---------- Article ----------
Background subtraction to generate a background-subtracted image is not a requirement of the present invention, but is a technique commonly used in the process of generating event models of video input streams. The invention can be applied to other kinds of video signal or other kinds of transformations of video signals other than background-subtracted transformations, such as edge filter images or even full color video (e.g. color matching for different parts of an object model). It also may be applied, not only to multiple-hypothesis scene understanding systems, but to any situation in which one wishes to determine the likelihood that one or more models interpret an observed scene correctly.

Event prediction algorithms usually base the predictions only on the foreground pixels. Particularly, the background portion of an image typically is stationary and offers essentially no information as to the events occurring in the images. (Of course, the background scene may provide contextual information useful in determining the events, such as, if it is known that camera 12 is a surveillance camera in a chemical laboratory, then it is known that it is very unlikely that the objects in the image are cars or animals and this can be factored into the event prediction algorithms.) Again, however, this is not a limitation of the invention, which can be used to evaluate an entire image or any portion thereof as well as different types of images (e.g., background-subtracted images, color images, gray-scale images, etc.).

Commonly, an event prediction algorithm starts with a plurality of potential models that might represent the events occurring in the images. It would not be uncommon to start with thousands of potential models of a scene. Techniques for generating two or three dimensional models of scenes are known. In either case, for each potential model, the algorithm generates a model image 400 such a depicted in FIG. 4. If the models being generated are two dimensional, then the model images are two dimensional. However, if the models are three dimensional, then the images are two dimensional representations of the three-dimensional models. FIG. 4 is the predicted virtual scene image 400 corresponding to one of the plurality of potential models. As can be seen, in this image, there are two foreground objects 401 and 402 and they are both predicted to be persons. In each object, the upper portion 401a, 402a is the head and shoulders of the predicted person while the lower portions 401b and 402b are the lower torso and legs of the predicted person.
---------- Provided data ----------
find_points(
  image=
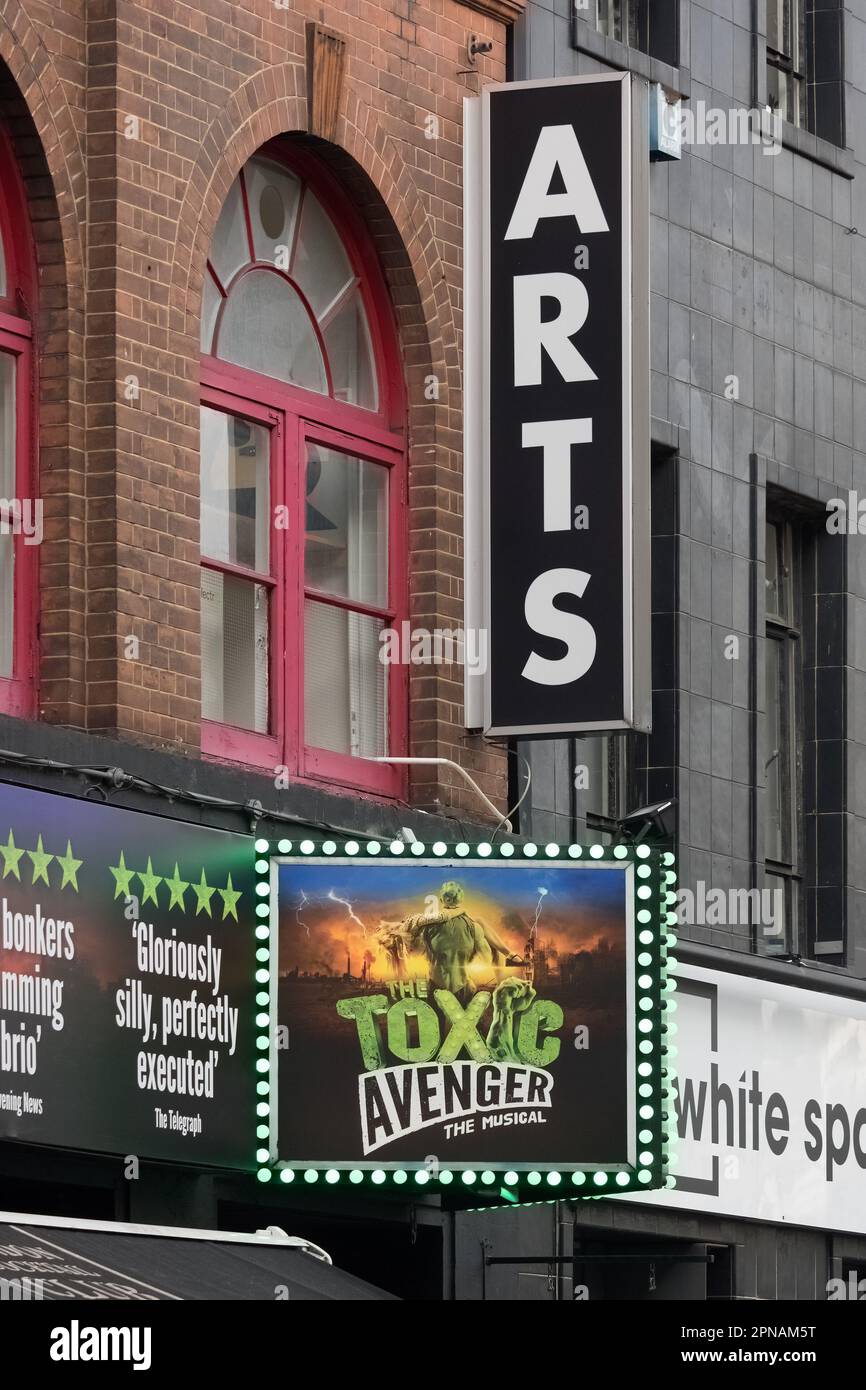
----------
> **Instructions to follow**: Could you restate the part of the passage on background subtraction that opens with "Background subtraction to" and closes with "observed scene correctly.", replacing "scene" with "view" wherever it occurs?

> **Right answer**:
Background subtraction to generate a background-subtracted image is not a requirement of the present invention, but is a technique commonly used in the process of generating event models of video input streams. The invention can be applied to other kinds of video signal or other kinds of transformations of video signals other than background-subtracted transformations, such as edge filter images or even full color video (e.g. color matching for different parts of an object model). It also may be applied, not only to multiple-hypothesis view understanding systems, but to any situation in which one wishes to determine the likelihood that one or more models interpret an observed view correctly.